> _REQUEST_
Write out, character for character, the line containing "Can you find the leafy" and all lines after it up to the end of the listing.

.....

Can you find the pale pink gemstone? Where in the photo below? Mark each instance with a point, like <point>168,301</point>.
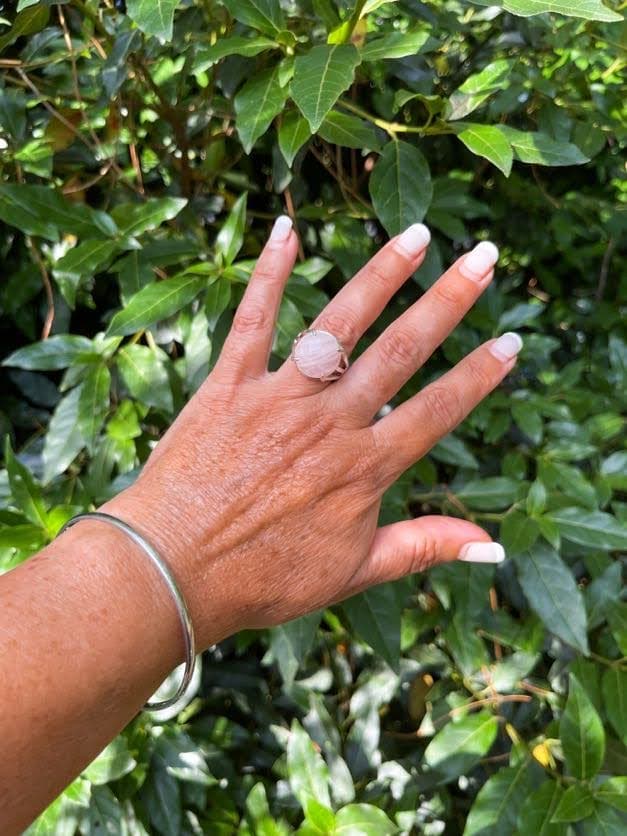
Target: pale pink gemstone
<point>317,354</point>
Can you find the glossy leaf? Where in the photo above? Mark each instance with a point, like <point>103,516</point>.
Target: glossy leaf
<point>155,302</point>
<point>581,733</point>
<point>487,141</point>
<point>137,218</point>
<point>553,594</point>
<point>64,440</point>
<point>57,352</point>
<point>93,403</point>
<point>153,17</point>
<point>320,77</point>
<point>400,186</point>
<point>256,105</point>
<point>457,747</point>
<point>264,15</point>
<point>595,529</point>
<point>144,372</point>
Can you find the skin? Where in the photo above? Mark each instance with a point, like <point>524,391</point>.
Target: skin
<point>263,497</point>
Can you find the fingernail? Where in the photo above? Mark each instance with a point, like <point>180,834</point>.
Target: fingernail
<point>413,240</point>
<point>507,346</point>
<point>482,553</point>
<point>480,261</point>
<point>281,230</point>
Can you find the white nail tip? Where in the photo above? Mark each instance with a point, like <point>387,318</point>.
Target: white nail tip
<point>507,346</point>
<point>281,229</point>
<point>414,239</point>
<point>480,261</point>
<point>482,553</point>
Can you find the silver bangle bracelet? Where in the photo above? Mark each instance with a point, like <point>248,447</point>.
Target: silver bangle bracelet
<point>175,592</point>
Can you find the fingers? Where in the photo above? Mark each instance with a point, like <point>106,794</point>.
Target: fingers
<point>415,545</point>
<point>360,302</point>
<point>248,344</point>
<point>407,433</point>
<point>409,341</point>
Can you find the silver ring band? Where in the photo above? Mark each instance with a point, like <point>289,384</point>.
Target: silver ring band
<point>173,588</point>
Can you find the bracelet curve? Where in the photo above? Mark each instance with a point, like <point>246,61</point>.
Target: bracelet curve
<point>173,588</point>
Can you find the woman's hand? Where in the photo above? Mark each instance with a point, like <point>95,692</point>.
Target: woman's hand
<point>265,492</point>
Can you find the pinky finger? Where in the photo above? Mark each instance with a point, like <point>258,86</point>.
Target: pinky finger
<point>413,428</point>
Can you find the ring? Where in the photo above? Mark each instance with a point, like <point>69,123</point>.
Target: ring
<point>319,355</point>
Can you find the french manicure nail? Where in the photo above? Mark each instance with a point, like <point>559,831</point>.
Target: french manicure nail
<point>480,261</point>
<point>413,240</point>
<point>281,230</point>
<point>507,346</point>
<point>482,553</point>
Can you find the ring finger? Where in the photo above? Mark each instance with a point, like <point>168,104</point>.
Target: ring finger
<point>361,301</point>
<point>411,339</point>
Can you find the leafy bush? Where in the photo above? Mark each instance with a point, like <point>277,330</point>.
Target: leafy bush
<point>145,154</point>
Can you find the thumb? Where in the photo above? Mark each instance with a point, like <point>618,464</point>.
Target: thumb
<point>415,545</point>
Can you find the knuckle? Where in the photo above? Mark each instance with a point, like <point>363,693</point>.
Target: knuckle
<point>443,405</point>
<point>250,317</point>
<point>399,347</point>
<point>447,295</point>
<point>479,374</point>
<point>342,324</point>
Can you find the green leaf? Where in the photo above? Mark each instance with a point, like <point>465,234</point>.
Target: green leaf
<point>553,594</point>
<point>39,210</point>
<point>376,616</point>
<point>400,187</point>
<point>153,17</point>
<point>144,372</point>
<point>320,77</point>
<point>487,141</point>
<point>231,236</point>
<point>452,450</point>
<point>537,811</point>
<point>256,105</point>
<point>394,45</point>
<point>604,821</point>
<point>135,218</point>
<point>57,352</point>
<point>588,9</point>
<point>81,261</point>
<point>478,87</point>
<point>348,131</point>
<point>235,45</point>
<point>293,134</point>
<point>492,493</point>
<point>577,803</point>
<point>93,403</point>
<point>63,441</point>
<point>112,763</point>
<point>613,792</point>
<point>457,747</point>
<point>265,15</point>
<point>290,642</point>
<point>154,303</point>
<point>495,810</point>
<point>307,772</point>
<point>24,489</point>
<point>581,733</point>
<point>362,820</point>
<point>541,149</point>
<point>595,529</point>
<point>614,687</point>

.....

> _ANSWER BELOW_
Can you find the leafy bush? Where in the photo above? Mark each instance with a point, like <point>277,330</point>.
Target: leafy bush
<point>145,154</point>
Can you find the thumb? Where in the photo above? Mark each instance with a point, like <point>618,464</point>.
Target: thumb
<point>415,545</point>
Can you find the knuckle? Where in the photo above? Mark each instance with a point, like <point>363,693</point>.
Target: knuckle
<point>443,405</point>
<point>250,317</point>
<point>399,347</point>
<point>447,295</point>
<point>479,374</point>
<point>342,324</point>
Can you find the green leaf? Where in the photo above? Mark each instance with a point, like <point>465,234</point>.
Target: green leaf
<point>553,594</point>
<point>39,210</point>
<point>376,616</point>
<point>400,187</point>
<point>153,17</point>
<point>144,372</point>
<point>320,77</point>
<point>487,141</point>
<point>231,236</point>
<point>452,450</point>
<point>537,811</point>
<point>256,105</point>
<point>394,45</point>
<point>604,821</point>
<point>135,218</point>
<point>57,352</point>
<point>588,9</point>
<point>81,261</point>
<point>478,87</point>
<point>348,131</point>
<point>235,45</point>
<point>293,134</point>
<point>492,493</point>
<point>577,803</point>
<point>93,403</point>
<point>63,441</point>
<point>112,763</point>
<point>613,792</point>
<point>457,747</point>
<point>265,15</point>
<point>290,642</point>
<point>154,303</point>
<point>495,810</point>
<point>307,772</point>
<point>24,489</point>
<point>581,733</point>
<point>362,820</point>
<point>541,149</point>
<point>595,529</point>
<point>614,687</point>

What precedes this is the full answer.